ASSIGNED TASK: Continue the news article about the state tax swap's $5 billion shortfall, picking up after its final sentence.

In the News

State tax swap isn’t even, with $5 billion shortfall

March 25th, 2010 — Dallas Morning News

Lawmakers passed a tax swap four years ago that has turned out to be a tax swamp.

The Legislature’s top budget-writing staff member told a panel Wednesday that the built-in fiscal gap the state faces is nearly $5 billion a year. While they knew that a reworked business tax meant to make up for a large chunk of property tax cuts has sputtered, legislators hadn’t been told in such precise – and stark – terms how big the problem was.

“We expected that of the $7.1 billion a year in property tax relief that the state paid for, that the revenue increases would cover about 60 percent of that,” John O’Brien, director of the Legislative Budget Board, told a newly created House panel. “As it turned out … the new revenue covers about 36 percent of the change in state spending.”

O’Brien, testifying before the House Select Committee on Fiscal Stability, which Speaker Joe Straus created in January to see if shortfalls are mostly recession-driven “or a more systemic problem,” said higher taxes on smokers and some businesses and used-car purchasers have produced $2.5 billion a year. That’s less than an expected $4.2 billion, he said.

LISTED ENTRIES:

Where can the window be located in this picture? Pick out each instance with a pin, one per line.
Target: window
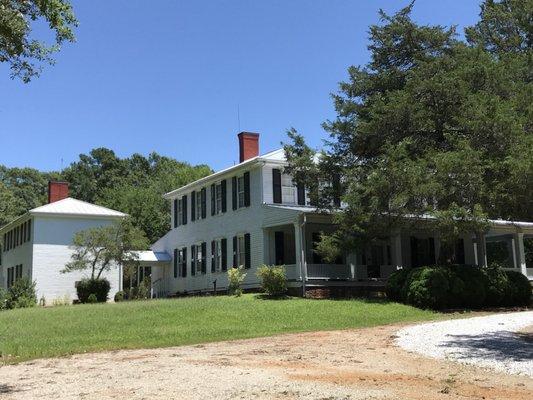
(179, 212)
(198, 205)
(241, 251)
(240, 191)
(288, 190)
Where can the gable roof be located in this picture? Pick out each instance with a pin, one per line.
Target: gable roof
(74, 207)
(275, 157)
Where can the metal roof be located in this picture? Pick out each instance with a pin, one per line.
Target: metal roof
(74, 207)
(153, 256)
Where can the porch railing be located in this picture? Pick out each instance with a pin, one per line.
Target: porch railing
(339, 271)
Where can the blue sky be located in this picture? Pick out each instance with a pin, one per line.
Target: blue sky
(169, 76)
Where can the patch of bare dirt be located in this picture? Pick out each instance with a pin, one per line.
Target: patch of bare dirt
(353, 364)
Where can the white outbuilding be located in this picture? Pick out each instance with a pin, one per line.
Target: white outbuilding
(38, 244)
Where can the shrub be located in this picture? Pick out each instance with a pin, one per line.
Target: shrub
(273, 279)
(3, 299)
(497, 285)
(428, 287)
(119, 296)
(92, 299)
(519, 289)
(395, 284)
(235, 279)
(474, 293)
(99, 287)
(21, 294)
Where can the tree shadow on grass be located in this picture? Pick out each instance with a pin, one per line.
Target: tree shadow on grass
(6, 389)
(499, 346)
(262, 296)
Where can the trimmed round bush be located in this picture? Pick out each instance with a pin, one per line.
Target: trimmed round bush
(119, 296)
(519, 289)
(395, 284)
(474, 293)
(99, 287)
(273, 279)
(497, 286)
(428, 287)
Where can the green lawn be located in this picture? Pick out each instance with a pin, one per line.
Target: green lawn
(34, 333)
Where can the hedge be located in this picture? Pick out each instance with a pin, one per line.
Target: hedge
(439, 287)
(99, 287)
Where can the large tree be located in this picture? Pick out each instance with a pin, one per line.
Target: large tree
(24, 53)
(431, 126)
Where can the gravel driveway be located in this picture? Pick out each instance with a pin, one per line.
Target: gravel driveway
(341, 365)
(491, 341)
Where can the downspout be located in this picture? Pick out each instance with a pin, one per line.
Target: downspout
(303, 262)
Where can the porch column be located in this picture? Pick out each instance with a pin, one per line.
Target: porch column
(520, 253)
(300, 251)
(481, 250)
(397, 250)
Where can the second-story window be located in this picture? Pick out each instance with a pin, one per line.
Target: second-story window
(240, 191)
(198, 207)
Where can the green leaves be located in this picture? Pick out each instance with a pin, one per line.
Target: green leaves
(18, 48)
(430, 127)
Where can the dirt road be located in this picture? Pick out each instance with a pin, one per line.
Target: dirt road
(355, 364)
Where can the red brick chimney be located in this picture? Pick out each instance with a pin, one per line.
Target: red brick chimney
(248, 145)
(57, 191)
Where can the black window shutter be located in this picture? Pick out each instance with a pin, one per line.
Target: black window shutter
(193, 261)
(175, 263)
(279, 243)
(224, 244)
(247, 251)
(213, 199)
(414, 252)
(175, 213)
(336, 190)
(204, 257)
(193, 206)
(300, 191)
(234, 192)
(223, 190)
(246, 189)
(213, 249)
(204, 202)
(235, 251)
(276, 185)
(184, 210)
(460, 251)
(431, 252)
(184, 265)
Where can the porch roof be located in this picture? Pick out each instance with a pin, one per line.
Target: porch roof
(153, 256)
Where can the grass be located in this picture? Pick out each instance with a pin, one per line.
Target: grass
(35, 333)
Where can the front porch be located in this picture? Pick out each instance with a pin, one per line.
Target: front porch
(293, 244)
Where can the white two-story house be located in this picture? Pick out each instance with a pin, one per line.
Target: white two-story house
(251, 214)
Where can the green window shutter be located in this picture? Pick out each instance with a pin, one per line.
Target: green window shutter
(203, 195)
(213, 199)
(204, 257)
(224, 200)
(175, 263)
(193, 206)
(213, 256)
(184, 265)
(235, 251)
(184, 210)
(193, 269)
(247, 189)
(234, 192)
(175, 213)
(224, 244)
(247, 252)
(276, 186)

TASK ANSWER:
Overall, that leaves a $4.6 billion annual gap, he said.

Lawmakers and Gov. Rick Perry approved the trade-off – including a 33 percent cut in school property taxes – in 2006 to meet a Texas Supreme Court edict that they come up with a new way to finance schools. But now that the state and country are reeling from recession, Texas leaders are expecting next session to grapple with a two-year shortfall of perhaps $15 billion or more.

Working through the budget woes “will be at least a four-year deal,” O’Brien said.

Rep. Rene Oliveira, D-Brownsville, said it will take “five or six years and probably more. So those of us who are crazy enough to still be around here … we have to do some things now.”

Otherwise, lawmakers in future sessions will “face crises that make this deficit look minimal.”

Rep. Jim Keffer, R-Eastland, countered that the 2006 tax swap was intended by GOP leaders to be a “true tax and spending cut.” He said it’s a top priority to keep paying for the property tax cuts.

“We have to cover that,” Keffer said.

No members of the panel, though, offered spending cuts or tax increase ideas. O’Brien said the expected gap will be at least $11 billion, without adding money for any more public school students and Medicaid recipients. Sen. Eliot Shapleigh, D-El Paso, said the shortfall will be at least $19 billion.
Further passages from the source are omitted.